--- Start Information given ---

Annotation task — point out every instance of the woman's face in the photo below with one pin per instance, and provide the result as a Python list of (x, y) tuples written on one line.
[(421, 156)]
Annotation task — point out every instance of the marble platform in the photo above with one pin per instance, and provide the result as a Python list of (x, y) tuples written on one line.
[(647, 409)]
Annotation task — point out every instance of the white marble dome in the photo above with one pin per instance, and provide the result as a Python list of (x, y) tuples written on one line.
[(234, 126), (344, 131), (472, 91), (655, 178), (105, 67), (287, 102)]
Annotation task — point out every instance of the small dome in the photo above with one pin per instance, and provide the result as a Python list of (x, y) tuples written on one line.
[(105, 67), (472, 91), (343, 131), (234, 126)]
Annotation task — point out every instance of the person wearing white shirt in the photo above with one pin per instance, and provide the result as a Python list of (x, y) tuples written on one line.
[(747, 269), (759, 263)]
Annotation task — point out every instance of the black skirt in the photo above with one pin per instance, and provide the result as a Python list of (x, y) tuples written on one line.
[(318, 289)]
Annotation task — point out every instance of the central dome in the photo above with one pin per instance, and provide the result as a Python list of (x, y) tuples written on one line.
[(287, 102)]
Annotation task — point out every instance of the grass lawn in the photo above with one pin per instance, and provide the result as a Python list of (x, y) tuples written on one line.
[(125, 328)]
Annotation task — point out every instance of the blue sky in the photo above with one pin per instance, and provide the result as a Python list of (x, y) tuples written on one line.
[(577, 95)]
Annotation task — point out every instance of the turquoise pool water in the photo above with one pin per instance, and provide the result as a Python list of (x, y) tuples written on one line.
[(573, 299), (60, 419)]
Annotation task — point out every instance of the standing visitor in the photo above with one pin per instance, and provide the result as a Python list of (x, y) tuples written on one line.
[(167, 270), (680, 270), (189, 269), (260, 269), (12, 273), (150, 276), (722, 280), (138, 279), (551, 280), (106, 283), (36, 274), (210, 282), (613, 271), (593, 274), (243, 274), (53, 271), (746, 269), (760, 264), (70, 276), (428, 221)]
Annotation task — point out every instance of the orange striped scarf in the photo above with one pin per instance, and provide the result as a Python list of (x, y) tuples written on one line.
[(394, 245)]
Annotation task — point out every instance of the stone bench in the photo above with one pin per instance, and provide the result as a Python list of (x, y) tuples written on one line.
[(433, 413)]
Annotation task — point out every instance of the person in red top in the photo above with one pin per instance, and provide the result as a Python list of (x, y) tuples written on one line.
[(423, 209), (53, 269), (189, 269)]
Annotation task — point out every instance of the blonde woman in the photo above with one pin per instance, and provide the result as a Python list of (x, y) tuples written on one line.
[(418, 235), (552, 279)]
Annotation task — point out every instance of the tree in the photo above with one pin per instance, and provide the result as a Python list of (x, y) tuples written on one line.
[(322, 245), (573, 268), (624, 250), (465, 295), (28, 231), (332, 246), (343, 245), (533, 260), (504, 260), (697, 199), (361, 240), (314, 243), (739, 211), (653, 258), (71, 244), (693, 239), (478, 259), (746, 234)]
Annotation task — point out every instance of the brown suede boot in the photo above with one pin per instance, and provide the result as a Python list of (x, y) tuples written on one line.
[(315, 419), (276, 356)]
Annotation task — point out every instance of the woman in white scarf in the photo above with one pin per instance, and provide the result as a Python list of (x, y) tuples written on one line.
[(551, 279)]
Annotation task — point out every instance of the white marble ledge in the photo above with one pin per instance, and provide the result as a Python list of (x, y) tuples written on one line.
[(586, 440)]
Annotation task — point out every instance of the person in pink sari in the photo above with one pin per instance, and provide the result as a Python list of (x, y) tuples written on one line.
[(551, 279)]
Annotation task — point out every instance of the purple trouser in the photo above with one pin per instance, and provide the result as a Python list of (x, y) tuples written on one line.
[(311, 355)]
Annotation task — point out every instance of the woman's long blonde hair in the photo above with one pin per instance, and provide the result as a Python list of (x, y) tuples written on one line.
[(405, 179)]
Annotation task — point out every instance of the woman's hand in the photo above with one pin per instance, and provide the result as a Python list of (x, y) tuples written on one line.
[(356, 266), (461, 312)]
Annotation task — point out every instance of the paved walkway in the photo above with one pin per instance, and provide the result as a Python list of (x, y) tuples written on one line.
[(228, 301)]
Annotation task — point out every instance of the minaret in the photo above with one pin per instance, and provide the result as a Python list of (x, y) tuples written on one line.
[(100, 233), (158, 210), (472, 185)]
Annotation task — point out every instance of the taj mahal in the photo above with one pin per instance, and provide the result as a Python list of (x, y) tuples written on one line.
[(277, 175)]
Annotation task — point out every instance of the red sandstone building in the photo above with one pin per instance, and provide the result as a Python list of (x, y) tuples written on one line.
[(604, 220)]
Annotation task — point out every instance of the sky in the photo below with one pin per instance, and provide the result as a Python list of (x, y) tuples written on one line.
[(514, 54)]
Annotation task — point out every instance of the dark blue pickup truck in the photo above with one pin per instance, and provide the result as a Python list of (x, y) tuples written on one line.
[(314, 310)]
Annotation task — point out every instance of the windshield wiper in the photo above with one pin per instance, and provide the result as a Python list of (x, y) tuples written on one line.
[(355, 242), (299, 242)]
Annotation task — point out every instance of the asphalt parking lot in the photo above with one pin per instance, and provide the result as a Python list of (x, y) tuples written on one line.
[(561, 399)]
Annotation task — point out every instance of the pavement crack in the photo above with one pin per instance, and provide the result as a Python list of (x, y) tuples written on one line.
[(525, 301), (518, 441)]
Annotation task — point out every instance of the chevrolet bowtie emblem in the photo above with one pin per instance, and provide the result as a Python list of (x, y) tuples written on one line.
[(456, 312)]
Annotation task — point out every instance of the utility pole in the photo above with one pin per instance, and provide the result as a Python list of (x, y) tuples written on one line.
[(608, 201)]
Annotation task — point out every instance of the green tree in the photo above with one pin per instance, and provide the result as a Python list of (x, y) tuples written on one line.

--- End Information given ---

# Requirements
Lay out the items above as a numbered list, leaving out any blank lines.

# Result below
1. Annotation task — point out every instance of the woman's face in the photo below with one pin per instance, and provide the result as a Python list of (x, y) tuples written on one line.
2. [(421, 156)]
3. Annotation task — point out every instance of the marble platform in the photo above with one pin per instance, and provide the result as a Python list of (x, y) tuples written on one line.
4. [(647, 409)]
5. Annotation task — point out every instance of the white marble dome in the photo above with one pin per instance, and provide the result as a Python list of (x, y) tuples written on one line.
6. [(234, 126), (344, 131), (472, 91), (655, 178), (105, 67), (287, 102)]
7. Annotation task — point out every instance of the small dome in the photo above with one pin per instance, and provide the result as a Python list of (x, y) tuples written on one line.
8. [(105, 67), (472, 91), (343, 131), (234, 126)]
9. Annotation task — point out every instance of the person wearing white shirt in the photo above with one pin per instance, and provide the result as a Python list of (x, y) tuples written on one line.
10. [(747, 269), (759, 263)]
11. Annotation task — point out every instance of the black skirt in the photo above with one pin per instance, and provide the result as a Python list of (x, y) tuples written on one line.
12. [(318, 289)]
13. Annotation task — point out every instance of the central dome in the photo above with one pin per instance, and provide the result as a Python list of (x, y) tuples written on one line.
14. [(287, 102)]
15. Annotation task — point out every instance of the grass lawn in the photo above with one pin per instance, and provide the result as a Python list of (x, y) tuples written on one line.
16. [(125, 328)]
17. Annotation task — point out every instance of the blue sky in the photo above with one pin per instance, and provide the result as a Python list of (x, y) tuples written on one line.
18. [(577, 95)]
19. Annotation task — point out every instance of the turquoise pool water in the photo above with one pin per instance, and provide the result as a Python list of (x, y) tuples written on one line.
20. [(573, 299), (60, 419)]
21. Annotation task — point out every instance of the standing visitor in the photo above with one pin per instance, and provide the result as a Python list of (x, y) tuples written on one line.
22. [(167, 270), (680, 270), (189, 269), (260, 269), (12, 273), (150, 276), (722, 280), (138, 279), (551, 280), (106, 283), (36, 274), (210, 282), (613, 271), (593, 274), (243, 274), (53, 271), (746, 269), (760, 264), (70, 276), (428, 221)]
23. Annotation task — point out every instance of the orange striped scarf in the photo above with one pin per instance, and provide the result as a Python list of (x, y) tuples written on one line.
24. [(394, 245)]
25. Annotation task — point out every instance of the stone bench in the photo above with one pin per instance, and provide the result as a Python list of (x, y) tuples written on one line.
26. [(433, 413)]
27. Annotation task — point out every instance of the person in red top in the photo above with one pin per instance, and provide the result as a Python list of (x, y) tuples written on one line.
28. [(423, 209), (53, 269), (189, 269)]
29. Annotation task — point out every instance of the blonde woman in the photo above with one pin per instance, and provide the result as a Python list of (x, y) tuples written on one line.
30. [(418, 235), (552, 279)]
31. Annotation task — point out every instance of the tree in the photo above with one pin per instance, and provide the result as a Python list of (x, y) tuples written on one line.
32. [(322, 245), (573, 268), (624, 250), (465, 295), (28, 231), (332, 246), (343, 245), (533, 260), (504, 260), (697, 199), (361, 240), (314, 243), (739, 211), (653, 258), (71, 244), (693, 239), (478, 259), (746, 234)]
33. Annotation task — point out every instance of the brown suede boot in the photo above with one pin per instance, and provide the result as a Python list of (x, y) tuples written on one line.
34. [(315, 419), (276, 356)]
35. Annotation task — point out every instance of the woman in white scarf in the photo above with one pin per instance, and provide the result as a Python list of (x, y) tuples written on one line.
36. [(551, 279)]
37. Annotation task — point out every instance of the white marble ledge in the photo above with one pin per instance, and provide the result as a Python list of (x, y) tuples written on one line.
38. [(586, 440)]
39. Annotation task — point out every instance of the person in pink sari in the photo above with one pin per instance, and provide the result as a Python list of (x, y) tuples written on one line.
40. [(551, 279)]
41. Annotation task — point out every instance of the purple trouser in the photo above with one pin per instance, and provide the result as a Python list of (x, y) tuples written on one line.
42. [(311, 355)]
43. Annotation task — point out every instance of the woman's long blonde hair in the photo above with one pin per instance, and provide the result as a Python list of (x, y) tuples written on one line.
44. [(405, 179)]
45. Annotation task — point out every instance of the woman's hand in the photo above with one pin per instance, and provide the result as a Python list of (x, y) tuples written on one line.
46. [(356, 266), (461, 312)]
47. Annotation task — point out every instance of the paved walkway in the photo above with one pin per instance, and provide the result as a Python list of (x, y) tuples written on one line.
48. [(228, 301)]
49. Annotation task — point out every instance of the minaret in the photo above with one pin per instance, and provide the result as a Python list of (x, y) tuples written on one line.
50. [(100, 233), (158, 210), (472, 185)]
51. Annotation task — point out every instance of the taj mahal in the photo above with one pin per instance, and provide the result as a Python list of (x, y) tuples written on one line.
52. [(277, 175)]
53. Annotation task — point out every instance of the red sandstone building in the photo above with one pin per instance, and provide the result as a Python list of (x, y) tuples written on one line.
54. [(604, 220)]
55. Annotation task — point out every instance of the sky in the photo below with one pin per instance, and provide the result as a Python list of (x, y) tuples written on one line.
56. [(514, 54)]
57. Annotation task — point out every instance of the dark blue pickup truck in the photo above with one pin per instance, and provide the result as a Python list of (x, y) tuples written on one line.
58. [(314, 310)]
59. Annotation task — point out every instance of the windshield wiper in the photo above with one pin per instance, and provide the result as a Python list of (x, y) tuples written on one line.
60. [(355, 242), (299, 242)]
61. Annotation task — point out every instance of the asphalt parking lot in the photo above with one pin per instance, and provide the result as a Python list of (x, y) tuples written on one line.
62. [(561, 399)]
63. Annotation task — point out every instance of the pavement crack in the photo above with one pin per instance, and provide the result as a Python list of (x, y) tuples written on one line.
64. [(525, 301), (518, 441)]
65. Annotation task — point out every instance of the chevrolet bowtie emblem in the photo above with one pin per instance, and provide the result as a Python list of (x, y) tuples written on one line.
66. [(456, 312)]
67. Annotation task — point out every instance of the utility pole in the photo above with one pin per instance, and provide the result as a Python list of (x, y) tuples written on one line.
68. [(608, 201)]
69. Annotation task — point out every instance of the green tree in the photo above with one pin per instance, and provide the result as a Python list of (x, y) tuples written on one line.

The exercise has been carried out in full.